## [STATED EXERCISE]
Repeat verbatim every line of the material, beginning at the line that holds "[locate] speckled stone" and ending at its last line.

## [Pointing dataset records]
— BEGIN —

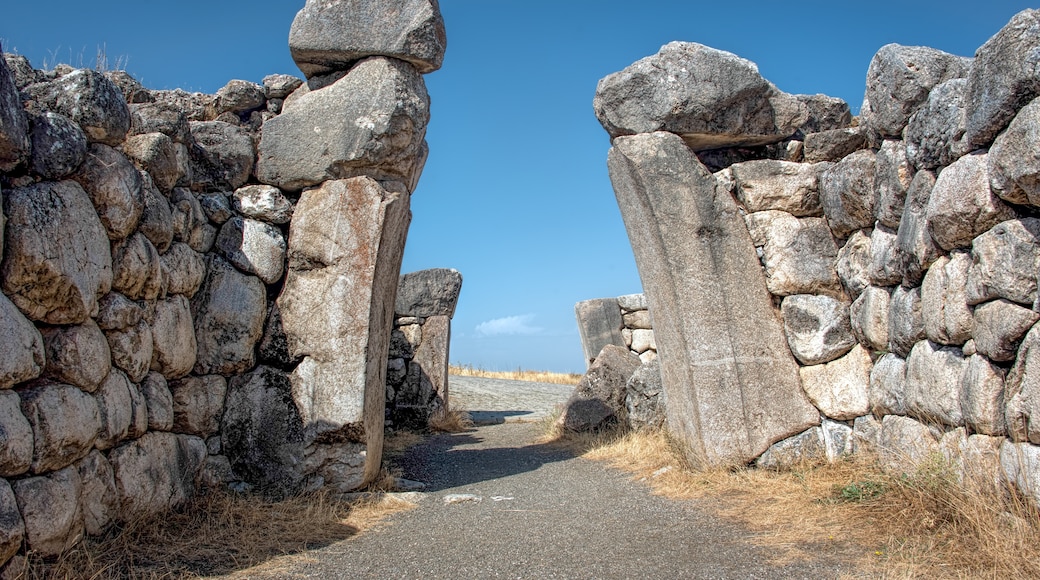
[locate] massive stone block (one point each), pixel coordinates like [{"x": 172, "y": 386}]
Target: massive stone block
[
  {"x": 331, "y": 35},
  {"x": 935, "y": 135},
  {"x": 599, "y": 398},
  {"x": 58, "y": 146},
  {"x": 156, "y": 472},
  {"x": 66, "y": 423},
  {"x": 89, "y": 99},
  {"x": 425, "y": 293},
  {"x": 14, "y": 126},
  {"x": 371, "y": 123},
  {"x": 261, "y": 430},
  {"x": 1003, "y": 79},
  {"x": 599, "y": 324},
  {"x": 779, "y": 185},
  {"x": 24, "y": 357},
  {"x": 849, "y": 193},
  {"x": 799, "y": 255},
  {"x": 114, "y": 187},
  {"x": 900, "y": 78},
  {"x": 962, "y": 205},
  {"x": 51, "y": 510},
  {"x": 56, "y": 257},
  {"x": 731, "y": 383},
  {"x": 712, "y": 99},
  {"x": 345, "y": 245}
]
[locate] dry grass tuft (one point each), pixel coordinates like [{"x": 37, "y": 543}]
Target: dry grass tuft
[
  {"x": 519, "y": 374},
  {"x": 450, "y": 421},
  {"x": 923, "y": 524},
  {"x": 216, "y": 533}
]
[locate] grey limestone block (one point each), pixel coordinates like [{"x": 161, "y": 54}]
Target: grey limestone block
[
  {"x": 728, "y": 399},
  {"x": 1004, "y": 78},
  {"x": 712, "y": 99},
  {"x": 329, "y": 35},
  {"x": 599, "y": 324}
]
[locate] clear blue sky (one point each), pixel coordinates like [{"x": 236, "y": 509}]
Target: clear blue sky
[{"x": 515, "y": 193}]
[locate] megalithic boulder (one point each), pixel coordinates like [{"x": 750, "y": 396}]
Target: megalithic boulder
[
  {"x": 731, "y": 381},
  {"x": 345, "y": 246}
]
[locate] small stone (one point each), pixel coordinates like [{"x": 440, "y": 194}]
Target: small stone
[
  {"x": 944, "y": 307},
  {"x": 817, "y": 327},
  {"x": 849, "y": 194},
  {"x": 962, "y": 205},
  {"x": 887, "y": 389},
  {"x": 934, "y": 374},
  {"x": 264, "y": 203},
  {"x": 869, "y": 318},
  {"x": 999, "y": 326},
  {"x": 916, "y": 248},
  {"x": 906, "y": 325},
  {"x": 854, "y": 263},
  {"x": 78, "y": 356},
  {"x": 798, "y": 255},
  {"x": 838, "y": 389}
]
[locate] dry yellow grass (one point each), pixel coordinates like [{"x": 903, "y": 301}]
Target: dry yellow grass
[
  {"x": 519, "y": 374},
  {"x": 216, "y": 533},
  {"x": 925, "y": 524}
]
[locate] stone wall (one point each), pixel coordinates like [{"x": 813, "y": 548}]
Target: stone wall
[
  {"x": 199, "y": 289},
  {"x": 623, "y": 321},
  {"x": 417, "y": 370},
  {"x": 824, "y": 285}
]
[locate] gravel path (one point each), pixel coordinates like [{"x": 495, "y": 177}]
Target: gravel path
[{"x": 498, "y": 505}]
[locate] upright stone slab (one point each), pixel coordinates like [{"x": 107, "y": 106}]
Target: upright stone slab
[
  {"x": 345, "y": 245},
  {"x": 599, "y": 324},
  {"x": 432, "y": 356},
  {"x": 369, "y": 123},
  {"x": 711, "y": 98},
  {"x": 731, "y": 383}
]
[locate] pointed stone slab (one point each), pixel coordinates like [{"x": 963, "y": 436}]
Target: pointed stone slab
[
  {"x": 599, "y": 325},
  {"x": 345, "y": 247},
  {"x": 731, "y": 383}
]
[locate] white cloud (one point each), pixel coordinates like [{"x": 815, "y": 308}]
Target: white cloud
[{"x": 508, "y": 325}]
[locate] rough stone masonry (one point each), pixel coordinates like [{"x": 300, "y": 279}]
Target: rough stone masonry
[
  {"x": 199, "y": 289},
  {"x": 823, "y": 284}
]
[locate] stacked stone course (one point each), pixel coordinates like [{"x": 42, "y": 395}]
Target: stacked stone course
[
  {"x": 417, "y": 370},
  {"x": 857, "y": 285},
  {"x": 190, "y": 295}
]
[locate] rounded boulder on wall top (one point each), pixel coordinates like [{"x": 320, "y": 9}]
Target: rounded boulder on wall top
[
  {"x": 329, "y": 35},
  {"x": 372, "y": 122},
  {"x": 900, "y": 79},
  {"x": 711, "y": 98},
  {"x": 1003, "y": 79},
  {"x": 89, "y": 99}
]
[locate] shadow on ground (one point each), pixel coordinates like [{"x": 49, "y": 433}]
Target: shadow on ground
[
  {"x": 497, "y": 417},
  {"x": 444, "y": 462}
]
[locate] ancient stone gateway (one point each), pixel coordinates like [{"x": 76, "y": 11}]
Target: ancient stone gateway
[
  {"x": 191, "y": 300},
  {"x": 820, "y": 286}
]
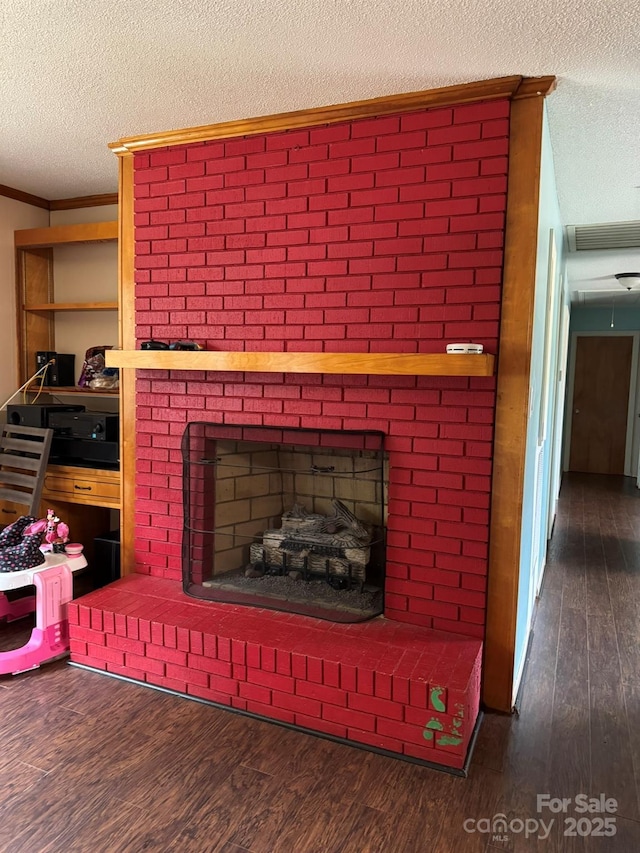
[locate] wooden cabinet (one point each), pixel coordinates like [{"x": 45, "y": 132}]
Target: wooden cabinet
[
  {"x": 89, "y": 486},
  {"x": 51, "y": 317}
]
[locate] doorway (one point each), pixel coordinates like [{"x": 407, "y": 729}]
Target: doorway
[{"x": 601, "y": 415}]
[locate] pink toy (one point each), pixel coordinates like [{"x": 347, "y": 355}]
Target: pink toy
[{"x": 54, "y": 590}]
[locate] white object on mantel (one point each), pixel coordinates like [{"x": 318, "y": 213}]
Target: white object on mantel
[{"x": 469, "y": 349}]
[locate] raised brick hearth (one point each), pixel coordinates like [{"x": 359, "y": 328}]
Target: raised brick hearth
[
  {"x": 395, "y": 687},
  {"x": 376, "y": 235}
]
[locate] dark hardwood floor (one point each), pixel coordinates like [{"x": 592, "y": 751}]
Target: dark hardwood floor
[{"x": 97, "y": 765}]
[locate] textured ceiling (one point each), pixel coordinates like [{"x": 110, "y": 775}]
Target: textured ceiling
[{"x": 77, "y": 74}]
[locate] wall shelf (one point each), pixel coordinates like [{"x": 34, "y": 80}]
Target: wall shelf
[
  {"x": 57, "y": 235},
  {"x": 71, "y": 306},
  {"x": 394, "y": 364}
]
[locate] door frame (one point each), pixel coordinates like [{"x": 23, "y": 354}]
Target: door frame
[{"x": 630, "y": 462}]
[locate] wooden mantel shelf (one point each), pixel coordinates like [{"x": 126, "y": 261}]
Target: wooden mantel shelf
[{"x": 398, "y": 364}]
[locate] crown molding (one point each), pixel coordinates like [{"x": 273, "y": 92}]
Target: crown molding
[
  {"x": 533, "y": 87},
  {"x": 483, "y": 90},
  {"x": 27, "y": 198},
  {"x": 83, "y": 201}
]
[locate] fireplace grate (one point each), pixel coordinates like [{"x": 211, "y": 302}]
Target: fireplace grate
[{"x": 288, "y": 519}]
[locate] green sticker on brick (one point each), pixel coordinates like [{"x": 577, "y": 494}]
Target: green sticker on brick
[
  {"x": 449, "y": 740},
  {"x": 436, "y": 701}
]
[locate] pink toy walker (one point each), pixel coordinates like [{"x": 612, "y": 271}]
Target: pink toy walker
[{"x": 54, "y": 590}]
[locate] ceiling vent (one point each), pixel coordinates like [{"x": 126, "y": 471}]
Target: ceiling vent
[{"x": 608, "y": 235}]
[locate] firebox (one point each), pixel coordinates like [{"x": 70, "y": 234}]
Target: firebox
[{"x": 287, "y": 519}]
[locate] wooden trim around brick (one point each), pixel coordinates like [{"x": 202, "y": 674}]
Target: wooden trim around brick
[
  {"x": 126, "y": 298},
  {"x": 512, "y": 408},
  {"x": 484, "y": 90}
]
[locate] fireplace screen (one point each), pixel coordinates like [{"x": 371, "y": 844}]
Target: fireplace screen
[{"x": 286, "y": 519}]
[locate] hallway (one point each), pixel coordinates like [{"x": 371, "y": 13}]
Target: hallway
[{"x": 94, "y": 763}]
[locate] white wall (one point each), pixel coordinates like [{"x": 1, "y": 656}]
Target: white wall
[
  {"x": 14, "y": 215},
  {"x": 539, "y": 477}
]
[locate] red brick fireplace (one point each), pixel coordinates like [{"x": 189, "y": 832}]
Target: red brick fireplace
[{"x": 380, "y": 235}]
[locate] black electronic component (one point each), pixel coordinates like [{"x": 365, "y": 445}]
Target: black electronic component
[{"x": 37, "y": 414}]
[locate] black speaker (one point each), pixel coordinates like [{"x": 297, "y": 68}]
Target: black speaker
[
  {"x": 61, "y": 370},
  {"x": 36, "y": 415}
]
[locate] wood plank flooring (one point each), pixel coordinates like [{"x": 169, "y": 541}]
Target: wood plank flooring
[{"x": 91, "y": 764}]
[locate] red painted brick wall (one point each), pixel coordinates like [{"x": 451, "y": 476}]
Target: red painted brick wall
[{"x": 380, "y": 235}]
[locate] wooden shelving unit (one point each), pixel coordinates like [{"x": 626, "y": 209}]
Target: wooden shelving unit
[
  {"x": 395, "y": 364},
  {"x": 36, "y": 292},
  {"x": 83, "y": 497}
]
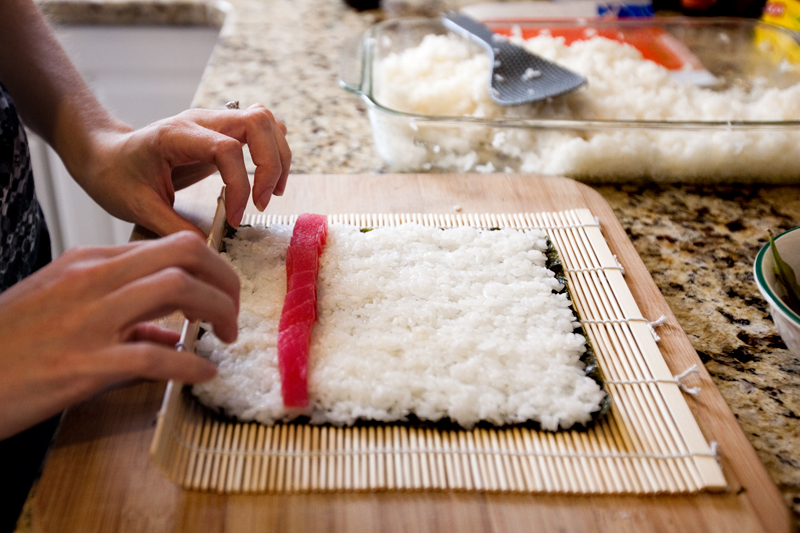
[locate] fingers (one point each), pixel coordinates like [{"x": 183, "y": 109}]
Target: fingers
[
  {"x": 148, "y": 332},
  {"x": 181, "y": 250},
  {"x": 265, "y": 136},
  {"x": 267, "y": 181},
  {"x": 162, "y": 219},
  {"x": 187, "y": 139},
  {"x": 166, "y": 291},
  {"x": 152, "y": 361}
]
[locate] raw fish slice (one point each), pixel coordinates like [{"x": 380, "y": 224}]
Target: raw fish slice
[
  {"x": 300, "y": 296},
  {"x": 310, "y": 230},
  {"x": 293, "y": 364},
  {"x": 301, "y": 259},
  {"x": 303, "y": 313},
  {"x": 300, "y": 306},
  {"x": 301, "y": 279}
]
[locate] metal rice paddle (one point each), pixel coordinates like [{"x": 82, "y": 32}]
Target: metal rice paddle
[{"x": 518, "y": 77}]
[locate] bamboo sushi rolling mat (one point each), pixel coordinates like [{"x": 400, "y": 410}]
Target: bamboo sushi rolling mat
[
  {"x": 649, "y": 442},
  {"x": 99, "y": 476}
]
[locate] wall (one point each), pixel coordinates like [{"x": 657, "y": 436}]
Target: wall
[{"x": 142, "y": 74}]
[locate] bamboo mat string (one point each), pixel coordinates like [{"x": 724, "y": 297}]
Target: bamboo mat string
[
  {"x": 652, "y": 325},
  {"x": 678, "y": 380},
  {"x": 637, "y": 448}
]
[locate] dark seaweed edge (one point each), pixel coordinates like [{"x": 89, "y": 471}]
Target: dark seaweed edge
[{"x": 588, "y": 358}]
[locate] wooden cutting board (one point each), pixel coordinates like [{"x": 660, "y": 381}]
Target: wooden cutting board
[{"x": 99, "y": 476}]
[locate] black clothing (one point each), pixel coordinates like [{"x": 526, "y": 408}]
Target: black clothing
[{"x": 24, "y": 248}]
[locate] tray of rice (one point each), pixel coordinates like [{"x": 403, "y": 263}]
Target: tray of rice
[
  {"x": 676, "y": 100},
  {"x": 429, "y": 352}
]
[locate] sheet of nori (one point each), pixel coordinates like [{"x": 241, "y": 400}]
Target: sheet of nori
[{"x": 589, "y": 358}]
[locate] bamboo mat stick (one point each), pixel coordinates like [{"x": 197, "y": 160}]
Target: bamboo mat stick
[{"x": 647, "y": 444}]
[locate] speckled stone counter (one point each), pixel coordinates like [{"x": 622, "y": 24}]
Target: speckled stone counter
[{"x": 698, "y": 243}]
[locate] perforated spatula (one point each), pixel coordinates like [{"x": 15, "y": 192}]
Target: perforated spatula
[{"x": 518, "y": 77}]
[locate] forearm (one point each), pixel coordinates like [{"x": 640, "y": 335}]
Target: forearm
[{"x": 50, "y": 94}]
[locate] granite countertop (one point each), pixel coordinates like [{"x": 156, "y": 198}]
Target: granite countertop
[{"x": 698, "y": 242}]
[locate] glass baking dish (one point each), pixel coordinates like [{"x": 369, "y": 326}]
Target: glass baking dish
[{"x": 738, "y": 60}]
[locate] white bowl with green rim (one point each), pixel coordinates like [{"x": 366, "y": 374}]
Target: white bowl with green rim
[{"x": 787, "y": 321}]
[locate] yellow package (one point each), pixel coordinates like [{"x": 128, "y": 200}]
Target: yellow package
[{"x": 784, "y": 13}]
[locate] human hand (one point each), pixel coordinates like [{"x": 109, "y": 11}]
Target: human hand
[
  {"x": 134, "y": 174},
  {"x": 78, "y": 325}
]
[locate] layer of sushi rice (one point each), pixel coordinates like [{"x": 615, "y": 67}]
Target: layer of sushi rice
[{"x": 460, "y": 324}]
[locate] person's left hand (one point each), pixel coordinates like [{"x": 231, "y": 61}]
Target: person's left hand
[{"x": 134, "y": 174}]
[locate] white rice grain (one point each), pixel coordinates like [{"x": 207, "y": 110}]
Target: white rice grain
[{"x": 459, "y": 323}]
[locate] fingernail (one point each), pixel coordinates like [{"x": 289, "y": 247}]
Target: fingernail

— END —

## [THE RESULT]
[locate] speckled stone counter (one point each), pixel coordinates like [{"x": 622, "y": 24}]
Target: speckled stone counter
[{"x": 698, "y": 243}]
[locate] perforated spatula (one point each), pixel coordinates like [{"x": 15, "y": 192}]
Target: perforated spatula
[{"x": 518, "y": 77}]
[locate] forearm (one point each), pixel coordinates like [{"x": 640, "y": 335}]
Target: forearm
[{"x": 50, "y": 94}]
[locate] granite countertop (one point each), pixel coordinates like [{"x": 156, "y": 198}]
Target: granite countertop
[{"x": 698, "y": 242}]
[locate] glass baking dish (one point each), pixel coordinates like [{"x": 369, "y": 326}]
Target: glass baking dish
[{"x": 738, "y": 60}]
[locate] white bowl with green rim (one point each), pixel coordinates like [{"x": 366, "y": 374}]
Target: white bowl with green rim
[{"x": 787, "y": 321}]
[locate] yellow package (one point each), pixel coordinates like [{"x": 128, "y": 200}]
Target: yellow package
[{"x": 784, "y": 13}]
[locate] human hand (one point each), pixel coordinates like [{"x": 109, "y": 11}]
Target: human hand
[
  {"x": 134, "y": 174},
  {"x": 78, "y": 325}
]
[locate] layer of sushi rice (one point each), pixel coordinates like [{"x": 615, "y": 67}]
Target: layer of sushi rice
[{"x": 460, "y": 324}]
[locate] person's left hand (one point each), pixel coordinates like [{"x": 231, "y": 61}]
Target: person's left hand
[{"x": 134, "y": 174}]
[locate] white rice grain (one point each), pixel coordinates like [{"x": 207, "y": 110}]
Target: white rice grain
[{"x": 459, "y": 323}]
[locate] fingernail (one point each), pixel coordinates like [{"x": 289, "y": 247}]
Target: fingernail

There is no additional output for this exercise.